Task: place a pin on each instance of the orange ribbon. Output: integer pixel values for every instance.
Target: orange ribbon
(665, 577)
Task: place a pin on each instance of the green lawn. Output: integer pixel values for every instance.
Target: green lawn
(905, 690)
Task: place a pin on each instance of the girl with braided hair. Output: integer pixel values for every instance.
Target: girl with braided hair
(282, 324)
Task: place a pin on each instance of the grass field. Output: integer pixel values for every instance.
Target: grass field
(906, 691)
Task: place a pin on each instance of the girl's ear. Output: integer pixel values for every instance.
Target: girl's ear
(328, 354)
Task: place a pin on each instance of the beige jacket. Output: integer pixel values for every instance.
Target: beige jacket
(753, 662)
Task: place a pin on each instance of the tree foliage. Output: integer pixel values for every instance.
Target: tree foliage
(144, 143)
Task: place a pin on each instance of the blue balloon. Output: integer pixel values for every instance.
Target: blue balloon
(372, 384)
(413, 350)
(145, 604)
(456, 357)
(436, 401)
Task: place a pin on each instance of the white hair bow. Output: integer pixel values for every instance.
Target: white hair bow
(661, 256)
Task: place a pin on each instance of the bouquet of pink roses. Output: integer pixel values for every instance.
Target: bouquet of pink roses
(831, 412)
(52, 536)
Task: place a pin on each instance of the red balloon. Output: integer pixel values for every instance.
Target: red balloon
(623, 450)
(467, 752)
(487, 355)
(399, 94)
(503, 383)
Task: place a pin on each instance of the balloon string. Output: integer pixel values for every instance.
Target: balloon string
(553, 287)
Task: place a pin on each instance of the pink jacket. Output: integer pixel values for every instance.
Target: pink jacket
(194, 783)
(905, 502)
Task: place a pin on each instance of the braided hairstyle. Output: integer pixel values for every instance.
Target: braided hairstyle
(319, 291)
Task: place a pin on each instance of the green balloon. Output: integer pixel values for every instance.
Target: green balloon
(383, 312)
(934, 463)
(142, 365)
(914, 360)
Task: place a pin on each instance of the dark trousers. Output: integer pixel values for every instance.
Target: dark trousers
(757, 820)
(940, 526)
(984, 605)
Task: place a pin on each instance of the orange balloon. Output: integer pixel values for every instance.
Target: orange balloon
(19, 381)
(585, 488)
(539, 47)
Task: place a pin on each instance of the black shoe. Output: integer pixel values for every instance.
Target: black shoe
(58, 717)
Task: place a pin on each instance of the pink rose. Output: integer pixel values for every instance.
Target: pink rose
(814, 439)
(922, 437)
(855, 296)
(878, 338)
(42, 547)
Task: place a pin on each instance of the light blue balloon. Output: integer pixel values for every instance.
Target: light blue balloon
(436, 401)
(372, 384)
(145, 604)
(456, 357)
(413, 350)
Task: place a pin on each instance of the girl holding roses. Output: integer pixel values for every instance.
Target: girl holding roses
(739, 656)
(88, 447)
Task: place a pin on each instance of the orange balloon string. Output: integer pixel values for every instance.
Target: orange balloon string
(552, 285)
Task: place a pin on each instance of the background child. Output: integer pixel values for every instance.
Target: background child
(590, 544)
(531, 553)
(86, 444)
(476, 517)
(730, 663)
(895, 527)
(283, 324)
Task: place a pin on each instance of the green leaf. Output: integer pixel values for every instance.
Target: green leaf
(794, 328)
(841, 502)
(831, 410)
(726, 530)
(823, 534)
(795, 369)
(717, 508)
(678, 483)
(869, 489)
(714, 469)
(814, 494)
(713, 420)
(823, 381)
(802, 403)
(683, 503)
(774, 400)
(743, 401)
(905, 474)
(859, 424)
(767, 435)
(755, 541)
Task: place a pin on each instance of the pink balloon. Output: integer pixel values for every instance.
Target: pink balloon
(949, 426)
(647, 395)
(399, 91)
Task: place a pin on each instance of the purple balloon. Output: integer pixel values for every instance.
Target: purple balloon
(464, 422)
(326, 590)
==
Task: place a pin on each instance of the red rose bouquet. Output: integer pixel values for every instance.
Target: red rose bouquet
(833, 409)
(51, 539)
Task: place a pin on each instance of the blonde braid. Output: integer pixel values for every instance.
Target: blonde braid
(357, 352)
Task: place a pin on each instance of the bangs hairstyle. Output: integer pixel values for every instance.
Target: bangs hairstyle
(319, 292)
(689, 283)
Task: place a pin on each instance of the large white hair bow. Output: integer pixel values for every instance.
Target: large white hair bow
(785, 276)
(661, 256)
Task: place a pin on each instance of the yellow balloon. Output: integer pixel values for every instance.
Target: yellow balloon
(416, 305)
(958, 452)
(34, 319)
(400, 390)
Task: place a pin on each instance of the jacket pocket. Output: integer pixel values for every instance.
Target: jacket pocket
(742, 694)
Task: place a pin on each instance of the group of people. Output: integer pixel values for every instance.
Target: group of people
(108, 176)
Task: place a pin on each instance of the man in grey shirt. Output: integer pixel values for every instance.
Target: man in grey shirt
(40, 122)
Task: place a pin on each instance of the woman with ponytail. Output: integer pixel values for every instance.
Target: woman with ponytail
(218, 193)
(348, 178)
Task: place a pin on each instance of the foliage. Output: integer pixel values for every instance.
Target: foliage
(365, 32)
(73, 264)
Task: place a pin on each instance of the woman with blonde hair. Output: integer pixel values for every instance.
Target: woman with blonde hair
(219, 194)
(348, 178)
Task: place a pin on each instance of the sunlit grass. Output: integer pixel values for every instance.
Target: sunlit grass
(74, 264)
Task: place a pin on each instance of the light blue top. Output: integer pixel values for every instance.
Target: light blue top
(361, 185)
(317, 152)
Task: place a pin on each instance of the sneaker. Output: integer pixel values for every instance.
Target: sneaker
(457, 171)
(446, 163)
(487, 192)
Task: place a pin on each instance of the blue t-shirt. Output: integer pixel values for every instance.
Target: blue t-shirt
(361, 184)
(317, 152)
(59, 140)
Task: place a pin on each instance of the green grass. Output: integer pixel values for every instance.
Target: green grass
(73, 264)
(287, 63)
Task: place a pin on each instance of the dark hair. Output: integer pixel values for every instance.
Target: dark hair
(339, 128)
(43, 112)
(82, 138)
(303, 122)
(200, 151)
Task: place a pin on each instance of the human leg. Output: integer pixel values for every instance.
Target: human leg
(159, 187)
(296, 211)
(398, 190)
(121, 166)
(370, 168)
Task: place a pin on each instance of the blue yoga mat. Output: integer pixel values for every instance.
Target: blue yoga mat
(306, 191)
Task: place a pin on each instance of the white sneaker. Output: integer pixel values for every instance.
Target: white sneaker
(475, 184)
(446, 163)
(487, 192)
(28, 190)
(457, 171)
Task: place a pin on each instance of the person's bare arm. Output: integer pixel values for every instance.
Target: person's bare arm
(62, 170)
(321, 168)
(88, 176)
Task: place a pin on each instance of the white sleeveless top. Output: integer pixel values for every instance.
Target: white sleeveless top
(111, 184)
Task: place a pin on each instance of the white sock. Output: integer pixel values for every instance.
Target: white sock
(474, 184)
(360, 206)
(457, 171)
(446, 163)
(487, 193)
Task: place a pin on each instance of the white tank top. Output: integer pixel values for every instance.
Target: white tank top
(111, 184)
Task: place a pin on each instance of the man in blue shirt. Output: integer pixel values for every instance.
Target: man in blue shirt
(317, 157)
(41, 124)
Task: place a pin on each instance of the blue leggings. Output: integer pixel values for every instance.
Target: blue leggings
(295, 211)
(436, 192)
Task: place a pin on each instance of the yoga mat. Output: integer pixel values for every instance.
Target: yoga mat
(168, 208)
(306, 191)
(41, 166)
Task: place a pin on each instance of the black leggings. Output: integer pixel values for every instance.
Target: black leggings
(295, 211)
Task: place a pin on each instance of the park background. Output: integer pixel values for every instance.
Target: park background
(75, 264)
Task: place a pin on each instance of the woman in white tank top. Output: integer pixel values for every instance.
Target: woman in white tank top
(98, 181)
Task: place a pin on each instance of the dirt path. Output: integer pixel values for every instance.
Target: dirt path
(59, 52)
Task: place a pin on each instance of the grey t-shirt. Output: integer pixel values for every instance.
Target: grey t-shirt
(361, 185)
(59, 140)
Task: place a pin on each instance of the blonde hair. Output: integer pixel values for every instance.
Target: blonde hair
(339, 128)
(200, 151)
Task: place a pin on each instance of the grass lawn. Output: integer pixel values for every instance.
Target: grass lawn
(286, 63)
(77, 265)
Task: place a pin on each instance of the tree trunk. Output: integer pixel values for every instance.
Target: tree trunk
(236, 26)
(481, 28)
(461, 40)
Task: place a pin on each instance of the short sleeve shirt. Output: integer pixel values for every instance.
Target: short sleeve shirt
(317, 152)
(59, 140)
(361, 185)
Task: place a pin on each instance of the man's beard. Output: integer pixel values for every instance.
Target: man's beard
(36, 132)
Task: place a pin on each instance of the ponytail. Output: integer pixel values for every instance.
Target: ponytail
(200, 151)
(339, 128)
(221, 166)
---
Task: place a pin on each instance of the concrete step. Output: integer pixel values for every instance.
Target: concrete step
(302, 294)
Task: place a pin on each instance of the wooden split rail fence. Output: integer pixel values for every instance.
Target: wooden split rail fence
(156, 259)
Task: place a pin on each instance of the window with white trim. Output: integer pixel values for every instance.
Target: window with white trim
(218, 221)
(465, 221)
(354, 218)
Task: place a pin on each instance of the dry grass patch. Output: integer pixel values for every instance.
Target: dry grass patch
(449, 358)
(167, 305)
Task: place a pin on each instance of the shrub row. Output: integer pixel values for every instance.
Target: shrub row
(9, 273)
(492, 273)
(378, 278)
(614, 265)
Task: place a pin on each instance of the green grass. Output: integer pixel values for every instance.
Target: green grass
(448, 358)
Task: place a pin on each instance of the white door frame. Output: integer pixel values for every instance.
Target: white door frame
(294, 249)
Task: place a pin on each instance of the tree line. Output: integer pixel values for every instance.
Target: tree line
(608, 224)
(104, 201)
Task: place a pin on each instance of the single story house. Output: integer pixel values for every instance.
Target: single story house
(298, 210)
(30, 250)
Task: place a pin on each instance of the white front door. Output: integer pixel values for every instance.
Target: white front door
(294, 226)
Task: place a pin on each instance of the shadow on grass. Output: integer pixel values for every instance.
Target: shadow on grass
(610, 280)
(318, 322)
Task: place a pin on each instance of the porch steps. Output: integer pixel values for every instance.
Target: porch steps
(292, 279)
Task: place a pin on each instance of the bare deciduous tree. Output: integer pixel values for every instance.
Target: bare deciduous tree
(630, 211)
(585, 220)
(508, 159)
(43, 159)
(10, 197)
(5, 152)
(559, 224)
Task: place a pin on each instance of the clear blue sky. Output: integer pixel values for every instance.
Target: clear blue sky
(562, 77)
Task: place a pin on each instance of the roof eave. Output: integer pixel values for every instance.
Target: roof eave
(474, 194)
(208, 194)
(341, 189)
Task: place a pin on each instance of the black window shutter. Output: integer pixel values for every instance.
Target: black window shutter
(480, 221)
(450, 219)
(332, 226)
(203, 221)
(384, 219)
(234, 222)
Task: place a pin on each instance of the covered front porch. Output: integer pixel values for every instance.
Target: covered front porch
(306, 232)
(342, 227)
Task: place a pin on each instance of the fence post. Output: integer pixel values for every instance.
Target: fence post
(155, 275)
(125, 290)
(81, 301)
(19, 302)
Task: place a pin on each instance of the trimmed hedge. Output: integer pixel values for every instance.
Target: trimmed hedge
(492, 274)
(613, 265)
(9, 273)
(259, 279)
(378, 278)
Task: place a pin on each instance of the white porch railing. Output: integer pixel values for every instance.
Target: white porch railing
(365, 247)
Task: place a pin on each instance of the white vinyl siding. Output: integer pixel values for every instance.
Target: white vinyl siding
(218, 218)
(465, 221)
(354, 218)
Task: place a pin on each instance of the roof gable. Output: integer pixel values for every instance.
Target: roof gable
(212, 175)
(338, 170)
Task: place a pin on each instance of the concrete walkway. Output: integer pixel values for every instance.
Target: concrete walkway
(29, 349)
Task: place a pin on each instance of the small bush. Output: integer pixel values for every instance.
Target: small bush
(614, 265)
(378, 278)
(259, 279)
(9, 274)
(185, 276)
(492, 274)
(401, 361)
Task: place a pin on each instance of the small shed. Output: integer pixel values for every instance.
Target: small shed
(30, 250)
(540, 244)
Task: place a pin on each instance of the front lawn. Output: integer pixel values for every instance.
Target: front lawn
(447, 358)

- WHAT IS EXPECTED -
All lines above from the one holding "Target: yoga mat" to the one holding "Task: place a pin on each instance of the woman in", inclusive, are to be copied exactly; no other line is wanted.

- REPLY TO THE EXERCISE -
Target: yoga mat
(168, 208)
(306, 191)
(41, 166)
Task: place a pin on each instance of the black leggings. Output: integer pixel values for every instance.
Target: black leggings
(295, 211)
Task: place a pin on each instance of the park background. Output: integer pixel values for every instance.
Target: park background
(75, 264)
Task: place a pin on each instance of the woman in white tank top. Output: integer pixel values for every instance.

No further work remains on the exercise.